Answer with one figure only, the number of lines below in which "cliff" occurs.

Saved entries:

---

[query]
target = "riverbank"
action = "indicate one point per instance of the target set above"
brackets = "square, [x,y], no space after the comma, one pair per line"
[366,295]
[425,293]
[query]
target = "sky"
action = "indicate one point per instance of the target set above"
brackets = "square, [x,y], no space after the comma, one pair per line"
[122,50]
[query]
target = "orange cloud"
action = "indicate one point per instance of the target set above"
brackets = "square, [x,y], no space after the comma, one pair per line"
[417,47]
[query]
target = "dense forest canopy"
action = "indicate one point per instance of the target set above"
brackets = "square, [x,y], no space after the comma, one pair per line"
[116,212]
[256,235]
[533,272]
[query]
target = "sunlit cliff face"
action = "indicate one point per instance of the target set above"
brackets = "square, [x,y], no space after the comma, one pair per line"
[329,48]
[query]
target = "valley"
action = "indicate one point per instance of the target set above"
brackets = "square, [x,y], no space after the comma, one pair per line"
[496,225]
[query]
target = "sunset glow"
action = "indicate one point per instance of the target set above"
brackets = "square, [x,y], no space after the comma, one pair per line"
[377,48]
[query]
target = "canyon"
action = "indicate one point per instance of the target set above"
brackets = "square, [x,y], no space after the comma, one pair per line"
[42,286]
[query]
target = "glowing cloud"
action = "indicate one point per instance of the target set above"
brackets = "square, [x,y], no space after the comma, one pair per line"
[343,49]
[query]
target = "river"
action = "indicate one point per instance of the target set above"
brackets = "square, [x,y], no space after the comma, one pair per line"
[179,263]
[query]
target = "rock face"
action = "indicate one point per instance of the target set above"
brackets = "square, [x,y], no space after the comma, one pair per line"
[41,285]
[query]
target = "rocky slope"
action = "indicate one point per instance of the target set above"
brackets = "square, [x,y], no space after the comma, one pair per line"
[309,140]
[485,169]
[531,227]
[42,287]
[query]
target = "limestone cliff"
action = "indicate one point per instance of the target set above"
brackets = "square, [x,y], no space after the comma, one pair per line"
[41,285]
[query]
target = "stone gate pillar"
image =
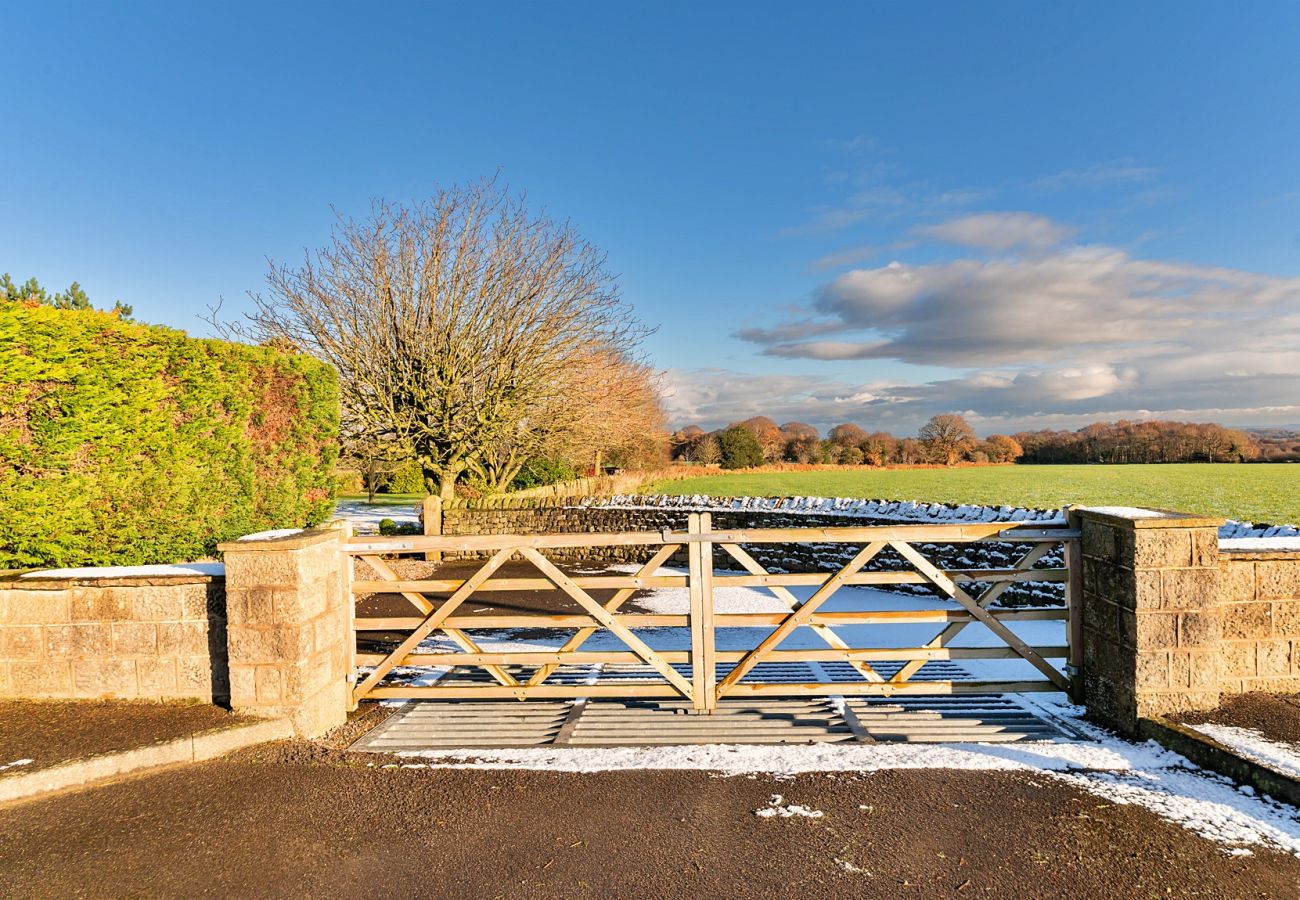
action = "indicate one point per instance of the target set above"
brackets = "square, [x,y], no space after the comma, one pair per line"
[287,628]
[1151,626]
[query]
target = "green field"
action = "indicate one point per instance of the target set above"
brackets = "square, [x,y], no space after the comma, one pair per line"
[1260,493]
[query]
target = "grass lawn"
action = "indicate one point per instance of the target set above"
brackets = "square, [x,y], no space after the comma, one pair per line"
[1260,493]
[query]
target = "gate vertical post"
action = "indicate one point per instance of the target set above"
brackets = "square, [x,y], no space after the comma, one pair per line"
[1073,552]
[432,516]
[703,675]
[350,634]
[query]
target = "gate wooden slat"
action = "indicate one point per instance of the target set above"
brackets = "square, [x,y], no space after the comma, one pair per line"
[781,593]
[641,671]
[430,622]
[798,615]
[611,606]
[984,600]
[947,585]
[607,619]
[423,604]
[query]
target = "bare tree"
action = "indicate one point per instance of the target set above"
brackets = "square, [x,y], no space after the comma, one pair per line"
[453,323]
[947,437]
[609,406]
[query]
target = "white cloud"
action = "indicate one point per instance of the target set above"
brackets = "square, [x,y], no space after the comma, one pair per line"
[1000,230]
[1079,304]
[845,256]
[992,401]
[1066,333]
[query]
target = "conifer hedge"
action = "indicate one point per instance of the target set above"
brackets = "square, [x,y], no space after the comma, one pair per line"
[128,444]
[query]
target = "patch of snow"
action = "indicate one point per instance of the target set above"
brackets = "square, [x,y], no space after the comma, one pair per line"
[128,571]
[1279,756]
[776,807]
[843,506]
[1129,511]
[1233,528]
[273,533]
[365,516]
[1104,765]
[1260,544]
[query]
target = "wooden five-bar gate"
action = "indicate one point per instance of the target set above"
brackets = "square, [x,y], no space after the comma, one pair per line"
[703,674]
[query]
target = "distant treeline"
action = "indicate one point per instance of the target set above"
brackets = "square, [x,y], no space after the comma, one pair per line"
[1140,442]
[949,438]
[1278,445]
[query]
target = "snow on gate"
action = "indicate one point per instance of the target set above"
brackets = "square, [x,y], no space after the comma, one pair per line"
[706,640]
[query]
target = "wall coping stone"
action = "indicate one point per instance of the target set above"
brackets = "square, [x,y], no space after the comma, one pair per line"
[1153,518]
[18,583]
[298,541]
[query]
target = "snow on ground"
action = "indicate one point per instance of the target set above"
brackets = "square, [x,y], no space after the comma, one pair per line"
[1105,766]
[1101,764]
[1279,756]
[1260,544]
[365,516]
[128,571]
[776,807]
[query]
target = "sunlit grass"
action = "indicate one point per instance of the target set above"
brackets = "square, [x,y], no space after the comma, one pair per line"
[1261,493]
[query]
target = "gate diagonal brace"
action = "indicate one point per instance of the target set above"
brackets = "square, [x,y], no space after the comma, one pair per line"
[607,619]
[945,584]
[798,617]
[986,600]
[424,606]
[610,606]
[432,621]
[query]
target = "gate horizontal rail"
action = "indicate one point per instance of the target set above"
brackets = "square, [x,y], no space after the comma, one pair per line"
[693,674]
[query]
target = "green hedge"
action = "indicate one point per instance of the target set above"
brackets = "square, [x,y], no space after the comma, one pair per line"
[126,444]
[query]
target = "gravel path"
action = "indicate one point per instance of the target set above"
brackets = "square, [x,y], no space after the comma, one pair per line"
[297,820]
[52,731]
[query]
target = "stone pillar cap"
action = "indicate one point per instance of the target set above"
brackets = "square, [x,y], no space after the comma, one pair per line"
[1138,516]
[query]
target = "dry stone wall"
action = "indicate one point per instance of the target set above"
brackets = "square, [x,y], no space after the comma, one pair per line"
[551,515]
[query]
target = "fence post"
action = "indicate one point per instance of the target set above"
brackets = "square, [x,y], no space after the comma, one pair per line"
[703,675]
[1073,552]
[350,635]
[433,524]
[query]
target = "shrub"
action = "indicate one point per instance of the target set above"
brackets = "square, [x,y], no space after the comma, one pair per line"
[407,479]
[349,481]
[537,472]
[125,444]
[740,449]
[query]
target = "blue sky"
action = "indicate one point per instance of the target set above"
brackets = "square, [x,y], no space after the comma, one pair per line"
[1036,215]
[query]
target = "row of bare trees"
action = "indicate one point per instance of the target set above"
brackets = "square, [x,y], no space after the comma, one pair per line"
[471,336]
[1140,442]
[945,440]
[949,438]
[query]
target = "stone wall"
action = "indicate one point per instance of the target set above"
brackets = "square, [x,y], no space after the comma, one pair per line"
[1260,621]
[269,637]
[1151,627]
[289,611]
[1171,623]
[514,515]
[152,637]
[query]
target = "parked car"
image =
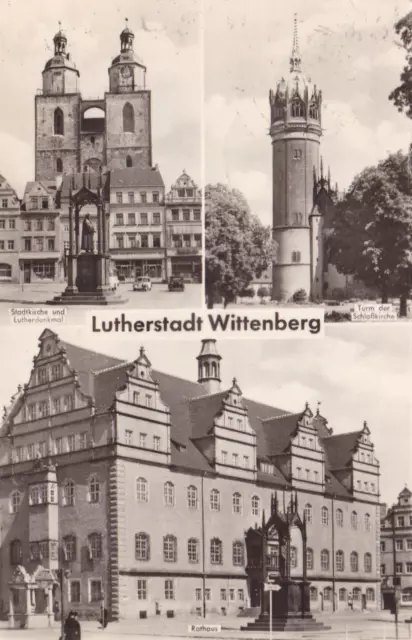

---

> [Answer]: 2